# Goal
Copy out every line of the listing below verbatim, but leave the pictures out of your answer.

Items from a data source:
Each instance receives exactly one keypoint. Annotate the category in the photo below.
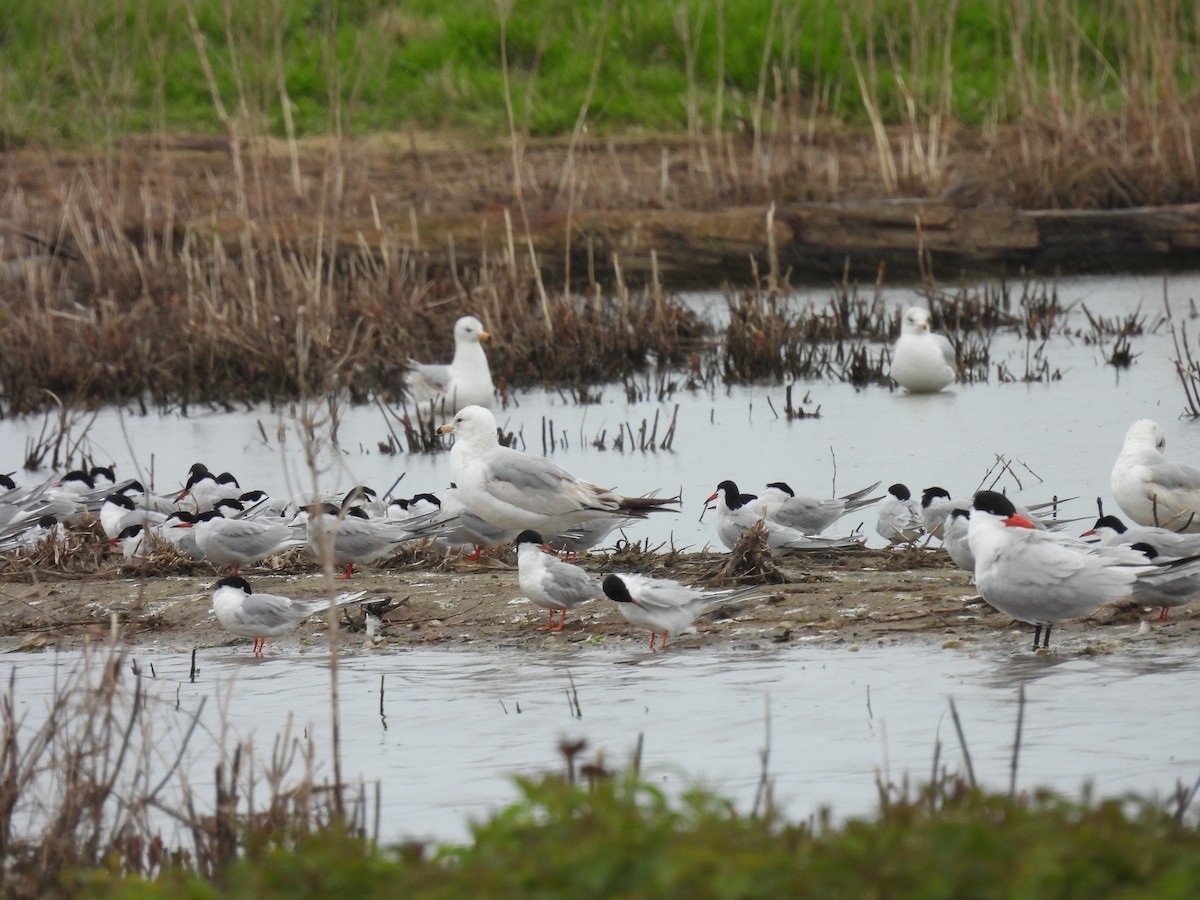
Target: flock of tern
(1023, 565)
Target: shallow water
(1061, 437)
(456, 724)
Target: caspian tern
(1149, 487)
(899, 517)
(261, 616)
(549, 582)
(663, 605)
(922, 360)
(737, 513)
(809, 515)
(466, 381)
(1043, 577)
(517, 491)
(1165, 593)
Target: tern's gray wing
(427, 381)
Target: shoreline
(849, 600)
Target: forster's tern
(737, 513)
(261, 616)
(809, 515)
(957, 539)
(517, 491)
(664, 606)
(899, 517)
(550, 582)
(353, 537)
(466, 381)
(922, 361)
(1167, 591)
(1149, 487)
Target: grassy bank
(83, 71)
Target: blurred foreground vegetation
(623, 838)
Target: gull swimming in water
(515, 491)
(466, 381)
(261, 616)
(922, 360)
(1043, 577)
(1149, 487)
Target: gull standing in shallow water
(261, 616)
(663, 605)
(466, 381)
(516, 491)
(550, 582)
(1149, 487)
(922, 360)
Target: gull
(550, 582)
(809, 515)
(737, 513)
(1042, 577)
(516, 491)
(466, 381)
(899, 517)
(664, 605)
(261, 616)
(1149, 487)
(922, 360)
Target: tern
(261, 616)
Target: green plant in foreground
(624, 838)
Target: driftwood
(819, 241)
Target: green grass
(82, 71)
(624, 838)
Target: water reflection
(443, 730)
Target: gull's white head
(1146, 433)
(915, 322)
(469, 330)
(472, 425)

# Output for this task
Each instance receives exactly one keypoint. Annotate the category in the photo below.
Target: flock of tern
(1023, 565)
Target: shallow water
(1061, 437)
(456, 724)
Target: caspian tern
(1149, 487)
(899, 517)
(261, 616)
(549, 582)
(663, 605)
(922, 360)
(737, 513)
(809, 515)
(466, 381)
(1043, 577)
(517, 491)
(1165, 593)
Target: tern's gray wing
(427, 381)
Target: shoreline
(849, 600)
Target: forster's tern
(737, 513)
(261, 616)
(809, 515)
(957, 539)
(517, 491)
(664, 606)
(899, 517)
(550, 582)
(353, 537)
(466, 381)
(922, 361)
(1167, 591)
(1149, 487)
Target: grassy bank
(83, 71)
Target: blurred foreground vegetation
(623, 838)
Target: gull swimming in water
(515, 491)
(466, 381)
(261, 616)
(922, 360)
(1043, 577)
(1149, 487)
Target: gull standing in shallow water
(261, 616)
(663, 605)
(466, 381)
(516, 491)
(550, 582)
(1149, 487)
(922, 360)
Target: gull
(550, 582)
(809, 515)
(737, 513)
(1042, 577)
(516, 491)
(466, 381)
(899, 517)
(664, 605)
(261, 616)
(1149, 487)
(922, 360)
Target: tern
(261, 616)
Target: green plant in foreground
(624, 838)
Target: driftwood
(819, 241)
Target: green grass
(82, 71)
(624, 838)
Target: water reflection
(443, 730)
Target: gull's white head
(1146, 433)
(915, 322)
(469, 330)
(472, 425)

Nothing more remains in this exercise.